*** DATA TO PROCESS Section Begins ***
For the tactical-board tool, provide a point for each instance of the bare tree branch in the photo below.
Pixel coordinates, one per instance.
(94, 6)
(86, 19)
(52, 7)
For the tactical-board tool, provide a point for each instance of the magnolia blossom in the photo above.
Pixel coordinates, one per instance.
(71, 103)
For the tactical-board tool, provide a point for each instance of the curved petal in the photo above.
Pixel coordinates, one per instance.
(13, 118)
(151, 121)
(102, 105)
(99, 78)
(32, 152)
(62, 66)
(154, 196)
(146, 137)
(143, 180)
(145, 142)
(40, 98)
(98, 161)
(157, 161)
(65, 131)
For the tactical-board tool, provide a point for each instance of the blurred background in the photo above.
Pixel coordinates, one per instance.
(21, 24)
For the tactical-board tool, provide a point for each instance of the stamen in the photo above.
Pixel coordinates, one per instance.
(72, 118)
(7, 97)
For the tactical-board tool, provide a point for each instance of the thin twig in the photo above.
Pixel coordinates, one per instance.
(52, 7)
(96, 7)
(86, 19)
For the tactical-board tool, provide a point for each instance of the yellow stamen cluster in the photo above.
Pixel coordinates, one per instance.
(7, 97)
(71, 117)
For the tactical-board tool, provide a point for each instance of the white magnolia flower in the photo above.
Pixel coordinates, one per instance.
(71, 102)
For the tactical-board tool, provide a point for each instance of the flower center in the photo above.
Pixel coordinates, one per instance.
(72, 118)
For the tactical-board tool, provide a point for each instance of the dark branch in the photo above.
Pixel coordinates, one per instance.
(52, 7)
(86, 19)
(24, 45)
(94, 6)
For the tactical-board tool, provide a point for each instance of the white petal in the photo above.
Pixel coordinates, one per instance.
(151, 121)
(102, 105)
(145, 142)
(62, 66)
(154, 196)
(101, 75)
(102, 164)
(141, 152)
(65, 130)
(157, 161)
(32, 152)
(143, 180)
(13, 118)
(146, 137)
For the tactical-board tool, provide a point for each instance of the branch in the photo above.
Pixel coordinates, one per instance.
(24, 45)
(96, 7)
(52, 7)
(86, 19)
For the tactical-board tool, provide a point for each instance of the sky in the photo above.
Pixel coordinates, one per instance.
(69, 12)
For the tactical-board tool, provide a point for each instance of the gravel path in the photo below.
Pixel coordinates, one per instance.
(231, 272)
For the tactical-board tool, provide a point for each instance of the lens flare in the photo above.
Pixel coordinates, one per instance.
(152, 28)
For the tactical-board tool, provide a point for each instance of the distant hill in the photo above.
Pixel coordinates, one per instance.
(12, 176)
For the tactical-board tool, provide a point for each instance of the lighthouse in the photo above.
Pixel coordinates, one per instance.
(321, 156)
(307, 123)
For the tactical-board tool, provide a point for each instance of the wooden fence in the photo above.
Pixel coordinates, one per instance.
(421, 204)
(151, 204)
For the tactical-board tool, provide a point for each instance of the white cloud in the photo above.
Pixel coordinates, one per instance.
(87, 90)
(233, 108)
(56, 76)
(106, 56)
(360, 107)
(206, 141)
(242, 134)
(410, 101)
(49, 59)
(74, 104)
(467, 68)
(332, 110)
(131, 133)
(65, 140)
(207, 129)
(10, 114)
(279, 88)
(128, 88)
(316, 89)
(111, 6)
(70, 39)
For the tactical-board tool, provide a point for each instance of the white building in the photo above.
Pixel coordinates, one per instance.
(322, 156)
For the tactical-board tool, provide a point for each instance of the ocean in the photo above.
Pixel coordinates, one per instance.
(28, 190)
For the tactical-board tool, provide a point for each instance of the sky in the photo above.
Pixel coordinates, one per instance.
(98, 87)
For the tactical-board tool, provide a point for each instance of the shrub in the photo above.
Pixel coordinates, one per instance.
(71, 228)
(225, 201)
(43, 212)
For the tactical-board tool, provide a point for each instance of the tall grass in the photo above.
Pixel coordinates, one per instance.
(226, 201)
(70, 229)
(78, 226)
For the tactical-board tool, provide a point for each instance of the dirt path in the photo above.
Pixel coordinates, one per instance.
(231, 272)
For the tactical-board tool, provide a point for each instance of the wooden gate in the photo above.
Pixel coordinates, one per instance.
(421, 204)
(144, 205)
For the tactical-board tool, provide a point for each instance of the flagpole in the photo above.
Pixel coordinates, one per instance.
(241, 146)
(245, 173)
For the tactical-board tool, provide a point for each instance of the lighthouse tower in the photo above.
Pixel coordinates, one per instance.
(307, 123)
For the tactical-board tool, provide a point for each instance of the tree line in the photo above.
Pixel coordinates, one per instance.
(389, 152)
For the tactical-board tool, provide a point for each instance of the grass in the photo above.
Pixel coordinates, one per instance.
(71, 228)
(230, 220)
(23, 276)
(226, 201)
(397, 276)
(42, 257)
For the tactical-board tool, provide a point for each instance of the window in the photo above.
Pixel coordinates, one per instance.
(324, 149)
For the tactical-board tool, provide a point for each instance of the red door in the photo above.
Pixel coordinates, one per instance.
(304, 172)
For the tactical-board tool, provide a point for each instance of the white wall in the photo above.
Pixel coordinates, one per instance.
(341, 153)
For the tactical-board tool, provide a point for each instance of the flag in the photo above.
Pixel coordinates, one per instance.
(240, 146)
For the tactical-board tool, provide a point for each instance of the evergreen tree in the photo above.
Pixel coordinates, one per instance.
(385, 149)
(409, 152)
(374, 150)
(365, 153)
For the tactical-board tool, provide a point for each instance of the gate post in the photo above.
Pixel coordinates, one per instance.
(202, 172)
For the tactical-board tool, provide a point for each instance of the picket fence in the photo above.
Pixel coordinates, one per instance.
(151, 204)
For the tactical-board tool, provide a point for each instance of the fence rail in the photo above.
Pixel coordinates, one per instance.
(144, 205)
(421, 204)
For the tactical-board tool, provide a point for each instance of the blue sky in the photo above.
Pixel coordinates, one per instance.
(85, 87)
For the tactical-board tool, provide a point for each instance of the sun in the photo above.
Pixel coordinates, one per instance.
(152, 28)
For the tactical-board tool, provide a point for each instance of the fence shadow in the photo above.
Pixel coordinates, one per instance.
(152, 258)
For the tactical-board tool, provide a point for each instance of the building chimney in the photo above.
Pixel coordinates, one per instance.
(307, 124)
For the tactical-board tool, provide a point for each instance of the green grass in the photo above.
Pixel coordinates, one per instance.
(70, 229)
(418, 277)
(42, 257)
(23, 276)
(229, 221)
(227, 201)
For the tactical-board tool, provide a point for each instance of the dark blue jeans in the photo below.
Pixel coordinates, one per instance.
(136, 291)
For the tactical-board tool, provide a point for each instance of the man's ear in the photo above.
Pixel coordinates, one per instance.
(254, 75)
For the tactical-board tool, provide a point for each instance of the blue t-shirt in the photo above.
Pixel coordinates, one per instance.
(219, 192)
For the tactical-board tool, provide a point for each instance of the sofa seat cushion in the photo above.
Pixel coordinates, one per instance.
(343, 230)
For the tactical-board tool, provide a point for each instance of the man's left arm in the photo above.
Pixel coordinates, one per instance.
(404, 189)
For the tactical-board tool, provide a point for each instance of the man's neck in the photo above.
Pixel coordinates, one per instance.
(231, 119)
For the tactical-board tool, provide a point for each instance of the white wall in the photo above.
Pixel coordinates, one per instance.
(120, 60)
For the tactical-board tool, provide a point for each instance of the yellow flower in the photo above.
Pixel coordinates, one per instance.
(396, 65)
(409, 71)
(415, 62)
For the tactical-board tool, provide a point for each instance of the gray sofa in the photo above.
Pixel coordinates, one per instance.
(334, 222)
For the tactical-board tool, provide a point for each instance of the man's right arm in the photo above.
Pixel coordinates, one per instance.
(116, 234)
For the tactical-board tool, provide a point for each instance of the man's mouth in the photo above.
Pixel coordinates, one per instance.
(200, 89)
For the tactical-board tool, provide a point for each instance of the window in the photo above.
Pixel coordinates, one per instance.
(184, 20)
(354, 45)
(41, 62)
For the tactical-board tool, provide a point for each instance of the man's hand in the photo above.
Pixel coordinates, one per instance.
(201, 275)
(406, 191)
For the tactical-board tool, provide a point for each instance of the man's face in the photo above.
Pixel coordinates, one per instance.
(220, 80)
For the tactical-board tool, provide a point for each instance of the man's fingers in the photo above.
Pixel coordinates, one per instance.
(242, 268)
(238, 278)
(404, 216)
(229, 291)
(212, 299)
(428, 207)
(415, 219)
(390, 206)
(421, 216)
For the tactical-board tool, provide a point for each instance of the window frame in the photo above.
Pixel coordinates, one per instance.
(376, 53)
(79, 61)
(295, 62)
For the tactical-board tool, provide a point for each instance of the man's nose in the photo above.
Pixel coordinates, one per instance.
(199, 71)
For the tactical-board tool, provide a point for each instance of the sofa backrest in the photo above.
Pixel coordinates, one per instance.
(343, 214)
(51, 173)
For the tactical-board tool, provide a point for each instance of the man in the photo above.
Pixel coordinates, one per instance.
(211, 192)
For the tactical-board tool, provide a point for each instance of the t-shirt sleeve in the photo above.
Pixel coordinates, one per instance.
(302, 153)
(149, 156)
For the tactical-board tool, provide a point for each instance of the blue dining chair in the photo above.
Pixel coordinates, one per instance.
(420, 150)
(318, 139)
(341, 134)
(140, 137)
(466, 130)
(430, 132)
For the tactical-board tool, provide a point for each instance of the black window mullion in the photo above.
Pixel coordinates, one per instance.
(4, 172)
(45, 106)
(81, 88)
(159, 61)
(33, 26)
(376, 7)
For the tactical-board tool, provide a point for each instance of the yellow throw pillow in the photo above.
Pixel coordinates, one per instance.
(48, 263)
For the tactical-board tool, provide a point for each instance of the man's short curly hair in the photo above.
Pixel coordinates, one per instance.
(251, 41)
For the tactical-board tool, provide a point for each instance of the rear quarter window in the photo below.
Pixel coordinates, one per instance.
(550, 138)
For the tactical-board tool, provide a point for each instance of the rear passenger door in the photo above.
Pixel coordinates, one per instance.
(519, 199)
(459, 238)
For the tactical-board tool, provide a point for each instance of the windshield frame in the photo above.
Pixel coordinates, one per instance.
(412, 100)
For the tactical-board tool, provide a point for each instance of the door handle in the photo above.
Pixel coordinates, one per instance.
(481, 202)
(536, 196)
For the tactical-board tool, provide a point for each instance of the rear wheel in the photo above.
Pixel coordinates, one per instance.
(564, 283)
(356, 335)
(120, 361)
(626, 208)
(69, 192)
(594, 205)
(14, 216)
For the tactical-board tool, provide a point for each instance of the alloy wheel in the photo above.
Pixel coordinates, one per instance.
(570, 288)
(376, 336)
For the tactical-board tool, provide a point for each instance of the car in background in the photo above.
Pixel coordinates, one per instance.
*** DATA TO PROCESS Section Ends ***
**WORK TASK:**
Report each line of the material in which the string "dark" occurs.

**PROBLEM SOLUTION:**
For the tactical-board tool, provide a point for each instance of the dark branch in the photo above.
For the tactical-board tool, provide a point for each instance of the dark blue jeans in the photo below.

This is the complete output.